Reading passage:

◆ ◆ ◆ ◆

How I Became a Baha’i – Meg Wegs
Meg Wegs, Sister of St. Francis Convent: Dubuque, Iowa. Seek and Ye Shall Find… Baha’u’llah! By Charlotte Solarz
Time: 1988. A certain special Sister, Sr. (Margaret) Meg Wegs, arrived for semi-retirement as a Nun in residence at St. Francis Convent, one of the three, the largest of nine convents in Dubuque, Iowa, working her assigned position in Stonehill, an elder care residential facility, under the auspices of her convent. She was approaching her 45th year as an obedient avowed Sister in the Order of St. Francis. Her previous missions included years spent on the Rosebud Sioux Reservation in South Dakota, a mission run by the Jesuits, after which she was given responsibilities tending to women
with diminished capacities in a group home in Missoula Montana. The time spent there at the group home proved damaging to her self-confidence, due to a negative relationship with the priest serving there and so she wasreceived back at the mother-house convent in Dubuque, Iowa. There she found room for her own quiet independence and pursuit of art and was able to devote herself to further research of an 11th century German Benedictine Nun, Hildegarde, an astonishingly visionary mystic and brilliant music composer who is remembered, in the context of that severely patriarchal time and place, for both shocking bravado and inspiring courage.
In Dubuque in the 1990s, in the midst of her sisterhood in a well-organized context of duties, the memories of her most recent post at the group home were not erased but remained uneasy and raised questions that were not answered in the environment of the St. Francis order. But prayers were her source of calm and consolation and actually, she was moving forward swiftly, more swiftly than she may have consciously realized! Seeking a break she went to the staff break room and noticed some pamphlets left on a table there. They had attractive titles and contained prayers and a liberality of inclusiveness she had never heard before offered as principles in religion. They spoke to her. She took them to her room to read over and over again. They provided something of promised depth. Then in place of the pamphlets she had taken from the break room was a book titled The Divine Art of Living. It was not new but well used. It came from the same unfamiliar source, the Baha’i Publishing Trust in Wilmette, Illinois. Meg wondered how the literature got there. She watched who was using this break room and finally identified the donor, a nurse’s aide, Janice Freese, who told her these are Baha’i pamphlets and books. Sr. Meg told us later that reading Divine Art of Living was like reading the Holy Scriptures, for what she read had the flavor of sacred Writings but, “This is refreshing!” she said! And she asked for more literature to read. Jan brought her Bill Sears’ famous Thief in the Night for further study. Soon Meg accepted an invitation to meet other Dubuque Baha’is. These then were Mark and Mary McDowell, Charlotte and John Solarz and their young son John Ali. Dubuque then had one other Baha’i, Mike Kelly.
Little did Meg know that, during the time before she met the Baha’i community, the Dubuque Baha’is were sharing stories of the missing literature, told by Jan Freese, and wondering if Stonehill administration was clearing the table in a censoring way or if it was a worker or a sister finding the literature interesting or worthy of hiding! We did not know the answer, but the question brought excitement as this puzzle remained unsolved. Then came the discovery of Meg (the culprit!), who quickly became Jan’s dear friend and the meetings where we now had the pleasures of her presence that began to be a regular part of our activities as a Baha’i community. Meg became our wholehearted ally.

◆ ◆ ◆ ◆

Dataset rows:
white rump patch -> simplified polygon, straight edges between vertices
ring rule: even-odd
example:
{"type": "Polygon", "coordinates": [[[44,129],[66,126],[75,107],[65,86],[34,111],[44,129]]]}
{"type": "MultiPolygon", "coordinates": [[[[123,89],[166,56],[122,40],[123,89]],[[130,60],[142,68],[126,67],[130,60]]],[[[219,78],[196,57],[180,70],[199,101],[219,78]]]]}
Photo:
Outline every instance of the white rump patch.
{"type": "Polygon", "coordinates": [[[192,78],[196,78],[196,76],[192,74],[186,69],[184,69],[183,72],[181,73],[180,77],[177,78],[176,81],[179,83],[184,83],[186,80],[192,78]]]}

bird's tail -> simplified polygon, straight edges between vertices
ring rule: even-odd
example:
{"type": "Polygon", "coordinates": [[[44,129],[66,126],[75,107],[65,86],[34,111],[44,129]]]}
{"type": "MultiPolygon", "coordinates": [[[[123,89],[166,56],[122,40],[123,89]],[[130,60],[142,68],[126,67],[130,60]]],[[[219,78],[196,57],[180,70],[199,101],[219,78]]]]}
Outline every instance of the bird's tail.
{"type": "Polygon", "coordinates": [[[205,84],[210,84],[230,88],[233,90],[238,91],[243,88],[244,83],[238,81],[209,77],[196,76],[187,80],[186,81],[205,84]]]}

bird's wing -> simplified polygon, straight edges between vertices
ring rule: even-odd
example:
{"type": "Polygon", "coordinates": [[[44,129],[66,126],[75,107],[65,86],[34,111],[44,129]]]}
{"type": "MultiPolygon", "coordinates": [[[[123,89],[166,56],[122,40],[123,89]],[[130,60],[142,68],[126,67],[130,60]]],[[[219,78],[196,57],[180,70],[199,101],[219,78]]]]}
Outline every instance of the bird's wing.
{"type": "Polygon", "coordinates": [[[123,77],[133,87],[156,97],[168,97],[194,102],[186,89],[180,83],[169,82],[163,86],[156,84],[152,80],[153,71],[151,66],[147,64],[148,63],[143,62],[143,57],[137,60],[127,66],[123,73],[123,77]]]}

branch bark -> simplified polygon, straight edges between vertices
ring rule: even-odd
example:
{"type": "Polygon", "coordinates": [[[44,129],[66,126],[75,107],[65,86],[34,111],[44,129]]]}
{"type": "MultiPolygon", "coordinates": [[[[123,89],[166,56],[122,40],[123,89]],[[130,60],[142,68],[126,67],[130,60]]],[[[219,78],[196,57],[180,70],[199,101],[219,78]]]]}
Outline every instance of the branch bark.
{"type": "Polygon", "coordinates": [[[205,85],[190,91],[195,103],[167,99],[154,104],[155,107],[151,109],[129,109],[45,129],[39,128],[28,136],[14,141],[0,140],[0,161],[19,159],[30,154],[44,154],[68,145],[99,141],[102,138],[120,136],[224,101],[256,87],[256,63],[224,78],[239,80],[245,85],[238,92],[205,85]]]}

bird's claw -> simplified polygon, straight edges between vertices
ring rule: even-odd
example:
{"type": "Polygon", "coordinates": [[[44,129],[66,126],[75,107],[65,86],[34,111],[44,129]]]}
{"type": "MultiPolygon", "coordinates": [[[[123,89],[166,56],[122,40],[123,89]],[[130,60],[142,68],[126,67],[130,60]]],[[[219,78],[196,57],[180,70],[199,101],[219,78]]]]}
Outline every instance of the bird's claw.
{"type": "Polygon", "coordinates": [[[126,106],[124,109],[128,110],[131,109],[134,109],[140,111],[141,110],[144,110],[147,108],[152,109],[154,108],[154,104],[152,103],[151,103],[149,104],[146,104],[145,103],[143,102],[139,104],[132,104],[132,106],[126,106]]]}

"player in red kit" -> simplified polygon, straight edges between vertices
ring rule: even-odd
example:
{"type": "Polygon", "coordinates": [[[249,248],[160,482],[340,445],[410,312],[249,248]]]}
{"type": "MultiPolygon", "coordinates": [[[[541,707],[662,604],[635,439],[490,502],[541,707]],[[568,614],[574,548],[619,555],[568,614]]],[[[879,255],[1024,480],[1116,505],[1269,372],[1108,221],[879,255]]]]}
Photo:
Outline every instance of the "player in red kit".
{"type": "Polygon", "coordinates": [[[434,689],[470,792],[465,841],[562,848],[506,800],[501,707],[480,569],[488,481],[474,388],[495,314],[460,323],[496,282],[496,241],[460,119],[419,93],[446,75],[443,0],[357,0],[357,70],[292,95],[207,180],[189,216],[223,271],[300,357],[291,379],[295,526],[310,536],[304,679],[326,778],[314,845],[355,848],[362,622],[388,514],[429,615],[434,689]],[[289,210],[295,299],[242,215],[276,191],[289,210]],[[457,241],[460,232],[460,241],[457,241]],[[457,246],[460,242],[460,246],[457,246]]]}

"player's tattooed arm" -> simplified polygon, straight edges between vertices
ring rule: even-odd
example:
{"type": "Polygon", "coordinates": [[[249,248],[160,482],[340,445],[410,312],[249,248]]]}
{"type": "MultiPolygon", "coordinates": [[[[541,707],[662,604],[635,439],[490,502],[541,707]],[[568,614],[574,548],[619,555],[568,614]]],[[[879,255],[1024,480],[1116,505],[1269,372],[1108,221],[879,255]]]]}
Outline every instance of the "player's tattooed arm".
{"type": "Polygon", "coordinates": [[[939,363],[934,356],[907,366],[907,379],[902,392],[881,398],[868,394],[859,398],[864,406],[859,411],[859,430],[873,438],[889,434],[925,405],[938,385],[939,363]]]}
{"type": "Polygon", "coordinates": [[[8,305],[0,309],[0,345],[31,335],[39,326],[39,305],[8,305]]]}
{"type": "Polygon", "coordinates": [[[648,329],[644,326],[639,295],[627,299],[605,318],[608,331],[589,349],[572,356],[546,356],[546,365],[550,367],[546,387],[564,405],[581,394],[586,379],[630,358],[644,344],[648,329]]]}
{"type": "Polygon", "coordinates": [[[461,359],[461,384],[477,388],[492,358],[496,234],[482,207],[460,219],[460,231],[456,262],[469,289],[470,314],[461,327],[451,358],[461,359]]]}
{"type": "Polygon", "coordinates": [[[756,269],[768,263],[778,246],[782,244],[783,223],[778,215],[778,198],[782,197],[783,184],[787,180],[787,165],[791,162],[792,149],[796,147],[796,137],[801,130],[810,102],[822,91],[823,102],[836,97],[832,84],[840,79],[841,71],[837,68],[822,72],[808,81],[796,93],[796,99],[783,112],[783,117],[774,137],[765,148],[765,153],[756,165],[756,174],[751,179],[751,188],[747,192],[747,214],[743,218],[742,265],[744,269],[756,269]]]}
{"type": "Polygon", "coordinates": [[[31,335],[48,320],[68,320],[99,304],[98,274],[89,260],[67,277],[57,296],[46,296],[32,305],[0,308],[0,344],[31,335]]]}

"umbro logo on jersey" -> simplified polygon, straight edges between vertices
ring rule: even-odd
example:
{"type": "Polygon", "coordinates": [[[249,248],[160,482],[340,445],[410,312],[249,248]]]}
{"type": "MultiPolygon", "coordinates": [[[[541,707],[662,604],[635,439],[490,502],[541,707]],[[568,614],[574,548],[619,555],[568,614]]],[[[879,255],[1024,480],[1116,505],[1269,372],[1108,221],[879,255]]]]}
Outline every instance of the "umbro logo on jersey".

◆ ◆ ◆ ◆

Actions to take:
a: Translate this sentence from the account of Meg Wegs into Spanish: "Soon Meg accepted an invitation to meet other Dubuque Baha'is."
b: In the account of Meg Wegs, which people are named in the sentence starting "These then were" and in the sentence right after it?
The data has nothing to do with the work here.

Written answers:
a: Pronto, Meg aceptó una invitación para conocer a otros bahá'ís de Dubuque.

b:
Mark McDowell
Mary McDowell
Charlotte Solarz
John Solarz
John Ali
Mike Kelly